▶ **STATED PROBLEM**:
Convert every line of the listing below into a JSON array of strings, one string per line, and omit the blank lines.
>> Start AVAILABLE DATA
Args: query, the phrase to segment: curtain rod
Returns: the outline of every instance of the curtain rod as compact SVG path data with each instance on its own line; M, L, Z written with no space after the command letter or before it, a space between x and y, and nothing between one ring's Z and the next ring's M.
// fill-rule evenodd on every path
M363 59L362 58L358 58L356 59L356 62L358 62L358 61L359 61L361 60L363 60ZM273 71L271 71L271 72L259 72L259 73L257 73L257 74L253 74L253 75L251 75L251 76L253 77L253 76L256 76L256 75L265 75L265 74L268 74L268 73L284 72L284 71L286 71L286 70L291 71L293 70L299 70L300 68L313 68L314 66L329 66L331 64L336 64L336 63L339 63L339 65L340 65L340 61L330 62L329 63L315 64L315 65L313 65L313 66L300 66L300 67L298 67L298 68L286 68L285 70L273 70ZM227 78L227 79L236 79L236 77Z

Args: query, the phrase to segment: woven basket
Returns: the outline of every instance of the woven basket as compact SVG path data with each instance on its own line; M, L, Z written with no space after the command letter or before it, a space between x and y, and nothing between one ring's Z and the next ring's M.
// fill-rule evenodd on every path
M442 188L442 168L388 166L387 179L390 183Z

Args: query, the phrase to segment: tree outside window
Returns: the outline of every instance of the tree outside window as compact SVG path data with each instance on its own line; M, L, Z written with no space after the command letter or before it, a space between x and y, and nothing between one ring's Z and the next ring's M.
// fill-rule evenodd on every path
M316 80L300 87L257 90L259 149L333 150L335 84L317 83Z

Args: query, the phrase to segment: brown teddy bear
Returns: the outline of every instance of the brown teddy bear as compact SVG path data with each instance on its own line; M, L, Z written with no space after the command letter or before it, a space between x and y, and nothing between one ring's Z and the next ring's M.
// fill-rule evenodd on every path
>> End AVAILABLE DATA
▶ **RESPONSE**:
[
  "Args: query, the phrase to segment: curtain rod",
  "Returns: the outline of every instance of the curtain rod as compact SVG path data with each instance on its own line; M, L, Z written with no space after the command letter or before it, a space between x and y, and nothing between one ring's Z and the next ring's M.",
  "// fill-rule evenodd on every path",
  "M363 59L362 58L358 58L356 59L356 62L358 62L358 61L359 61L361 60L363 60ZM273 71L271 71L271 72L259 72L259 73L257 73L257 74L253 74L253 75L251 75L251 76L253 77L253 76L256 76L256 75L265 75L265 74L268 74L268 73L284 72L284 71L286 71L286 70L291 71L293 70L299 70L300 68L313 68L314 66L329 66L331 64L336 64L336 63L339 63L339 65L340 65L340 61L330 62L329 63L315 64L315 65L313 65L313 66L300 66L300 67L298 67L298 68L286 68L285 70L273 70ZM227 78L227 79L236 79L236 77Z",
  "Args: query, the phrase to segment: woven basket",
  "Returns: the outline of every instance of the woven basket as compact SVG path data with each instance on its own line; M, L, Z written with no space after the command letter or before it, a space between x and y, and nothing between one ring's Z and the next ring's M.",
  "// fill-rule evenodd on every path",
  "M442 188L442 168L388 166L387 179L390 183Z",
  "Args: query, the phrase to segment: tree outside window",
  "Returns: the outline of every instance of the tree outside window as compact SVG path data with each instance on its own line; M, L, Z written with no space after the command letter or before it, a space between x and y, and nothing between one ring's Z and the next ring's M.",
  "// fill-rule evenodd on every path",
  "M316 80L300 87L257 90L259 149L333 150L335 84L317 83Z",
  "Args: query, the phrase to segment: brown teddy bear",
  "Returns: the outline of every instance of the brown teddy bear as compact SVG path data with each instance on its own line; M, L, Z written with no space after the command letter or before it, a space between x and y, and nothing between one ring's Z and the next ring's M.",
  "// fill-rule evenodd on every path"
]